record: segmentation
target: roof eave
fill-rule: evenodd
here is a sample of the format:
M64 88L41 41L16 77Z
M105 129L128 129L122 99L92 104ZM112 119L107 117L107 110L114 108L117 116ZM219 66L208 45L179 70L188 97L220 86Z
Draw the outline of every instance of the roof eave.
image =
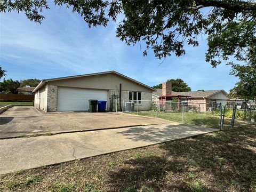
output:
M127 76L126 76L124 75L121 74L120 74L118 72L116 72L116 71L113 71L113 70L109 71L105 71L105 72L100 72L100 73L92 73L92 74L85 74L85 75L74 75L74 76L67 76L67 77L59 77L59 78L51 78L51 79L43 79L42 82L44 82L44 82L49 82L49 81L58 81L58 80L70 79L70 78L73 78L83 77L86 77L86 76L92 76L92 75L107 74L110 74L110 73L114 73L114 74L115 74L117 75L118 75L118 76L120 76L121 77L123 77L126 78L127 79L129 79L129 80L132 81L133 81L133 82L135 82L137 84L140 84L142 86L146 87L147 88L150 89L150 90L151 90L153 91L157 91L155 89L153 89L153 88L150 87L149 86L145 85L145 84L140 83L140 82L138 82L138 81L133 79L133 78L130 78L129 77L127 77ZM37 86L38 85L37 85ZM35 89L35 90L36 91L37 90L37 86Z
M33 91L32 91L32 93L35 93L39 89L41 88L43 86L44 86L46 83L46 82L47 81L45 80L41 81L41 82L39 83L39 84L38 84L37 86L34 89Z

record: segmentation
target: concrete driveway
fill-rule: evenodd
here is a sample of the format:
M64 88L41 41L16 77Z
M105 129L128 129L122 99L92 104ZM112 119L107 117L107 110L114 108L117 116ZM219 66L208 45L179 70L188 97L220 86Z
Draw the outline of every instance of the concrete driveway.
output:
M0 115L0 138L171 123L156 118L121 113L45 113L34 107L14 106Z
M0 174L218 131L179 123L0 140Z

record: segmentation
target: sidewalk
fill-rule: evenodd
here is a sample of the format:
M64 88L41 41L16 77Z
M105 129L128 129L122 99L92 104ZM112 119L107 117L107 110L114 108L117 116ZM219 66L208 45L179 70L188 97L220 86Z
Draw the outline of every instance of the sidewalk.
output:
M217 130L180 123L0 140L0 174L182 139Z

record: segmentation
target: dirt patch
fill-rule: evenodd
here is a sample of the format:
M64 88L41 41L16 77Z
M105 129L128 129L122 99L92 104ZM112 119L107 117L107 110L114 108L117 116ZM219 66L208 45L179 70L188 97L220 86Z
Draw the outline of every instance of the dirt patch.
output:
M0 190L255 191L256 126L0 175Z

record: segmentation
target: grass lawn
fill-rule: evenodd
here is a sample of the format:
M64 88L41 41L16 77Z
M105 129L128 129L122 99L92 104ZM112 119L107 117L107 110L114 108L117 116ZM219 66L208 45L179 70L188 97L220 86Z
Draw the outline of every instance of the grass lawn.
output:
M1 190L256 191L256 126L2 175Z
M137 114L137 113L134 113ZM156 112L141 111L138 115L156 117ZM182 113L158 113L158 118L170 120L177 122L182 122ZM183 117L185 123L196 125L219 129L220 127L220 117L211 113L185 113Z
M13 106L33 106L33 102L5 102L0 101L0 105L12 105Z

---------------

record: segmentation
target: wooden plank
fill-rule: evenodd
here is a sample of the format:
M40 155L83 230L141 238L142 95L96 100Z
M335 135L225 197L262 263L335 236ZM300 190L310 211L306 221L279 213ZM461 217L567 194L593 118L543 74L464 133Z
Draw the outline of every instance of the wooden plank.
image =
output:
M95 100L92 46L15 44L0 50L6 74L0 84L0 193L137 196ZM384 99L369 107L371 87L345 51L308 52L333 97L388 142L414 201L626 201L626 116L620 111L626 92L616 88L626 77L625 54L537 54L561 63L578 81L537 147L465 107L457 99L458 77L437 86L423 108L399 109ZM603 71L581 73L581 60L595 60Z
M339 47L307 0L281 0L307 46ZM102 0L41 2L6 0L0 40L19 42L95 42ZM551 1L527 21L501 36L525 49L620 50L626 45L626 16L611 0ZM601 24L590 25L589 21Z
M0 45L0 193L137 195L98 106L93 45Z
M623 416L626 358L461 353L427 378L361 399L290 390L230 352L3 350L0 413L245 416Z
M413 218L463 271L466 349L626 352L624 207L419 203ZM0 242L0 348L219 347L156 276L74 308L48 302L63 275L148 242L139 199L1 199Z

---------------

Count the lines in the material above that contain the string "target", treating uppercase and lowercase as different. Give only the number.

6